== Bloc de texte
Texte intégral
Monsieur le Président de la Banque Asiatique de Développement,
Monsieur le Président du Conseil des Gouverneurs,
Mesdames et Messieurs les Gouverneurs,
Mesdames, Messieurs,
C'est pour la France un grand honneur et pour moi une grande joie que d'accueillir ici à Nice l'assemblée annuelle de la Banque Asiatique de Développement. La réunion qui débute aujourd'hui revêt une importance toute particulière : pour la Banque Asiatique de Développement d'abord puisqu'elle verra l'accord de ses membres au doublement de son capital, mais aussi pour la France. C'est en effet la première fois qu'elle accueille une telle assemblée. Permettez-moi d'y voir le signe d'une amitié ancienne entre la France et l'Asie, ainsi que la volonté de mon pays de renforcer ses liens avec cette région du monde.
Le fait majeur de ces dernières années est incontestablement la croissance formidable qu'a connue l'Asie et son insertion croissante dans le commerce mondial.
====
■ Objectif énoncé 1 ■
D'après le discours d'accueil, à quoi les membres de la Banque Asiatique de Développement donneront-ils leur accord lors de cette réunion ?
■ Objectif énoncé 2 ■
Reprenez le discours d'accueil à la suite de sa dernière phrase et poursuivez-le.
Ces données ne servent à rien ici.
== Données fournies
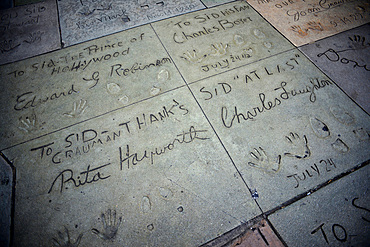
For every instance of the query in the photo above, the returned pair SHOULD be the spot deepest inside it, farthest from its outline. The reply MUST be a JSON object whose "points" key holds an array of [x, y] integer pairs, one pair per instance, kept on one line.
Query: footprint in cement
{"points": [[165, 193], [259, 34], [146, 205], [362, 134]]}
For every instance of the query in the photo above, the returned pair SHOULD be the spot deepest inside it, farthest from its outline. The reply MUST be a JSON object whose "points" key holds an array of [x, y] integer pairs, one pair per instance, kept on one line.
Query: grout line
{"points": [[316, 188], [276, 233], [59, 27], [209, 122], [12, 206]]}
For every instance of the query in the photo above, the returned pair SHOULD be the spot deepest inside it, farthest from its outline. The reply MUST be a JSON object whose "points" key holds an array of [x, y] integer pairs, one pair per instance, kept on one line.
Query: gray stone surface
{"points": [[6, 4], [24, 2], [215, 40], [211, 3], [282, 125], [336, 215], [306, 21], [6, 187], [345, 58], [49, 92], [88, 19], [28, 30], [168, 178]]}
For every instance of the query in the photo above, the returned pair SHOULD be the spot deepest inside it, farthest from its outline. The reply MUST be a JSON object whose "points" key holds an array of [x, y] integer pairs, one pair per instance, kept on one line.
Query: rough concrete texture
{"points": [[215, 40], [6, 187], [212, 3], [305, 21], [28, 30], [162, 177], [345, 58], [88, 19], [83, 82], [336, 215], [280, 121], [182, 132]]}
====
■ Réponse 1 ■
Au doublement du capital de la Banque.

■ Réponse 2 ■
Les prochaines décennies devraient confirmer cette tendance. Selon les prévisions communément retenues, en 2030, l'Asie réalisera 40 à 45 % de l'activité économique mondiale.
L'espace économique chinois, pour ne parler que de lui, aura à cette date le même produit intérieur brut que les Etats-Unis d'Amérique et réalisera le cinquième du commerce mondial.
Ce phénomène historique de première importance est un facteur d'optimisme : à l'évidence, il existe des voies permettant à des pays qui, il y a quelques années, étaient loin des performances des pays industrialisés, de rejoindre le niveau de développement et de richesse de ceux-ci.
Ces voies sont diverses. Elles tirent souvent leur force d'un enracinement dans les valeurs culturelles et religieuses qui sont celles de vos pays. Elles peuvent coexister avec des choix politiques et sociaux très différents.
La leçon de l'expérience des pays d'Asie est claire : le développement est indissociable d'une conscience nationale forte, d'une volonté déterminée d'élever le niveau d'éducation des populations, du développement d'infrastructures performantes, enfin du respect de l'initiative individuelle.
Je suis certain que les pays d'Asie, dans leur diversité, peuvent inspirer les voies du développement à d'autres pays du monde.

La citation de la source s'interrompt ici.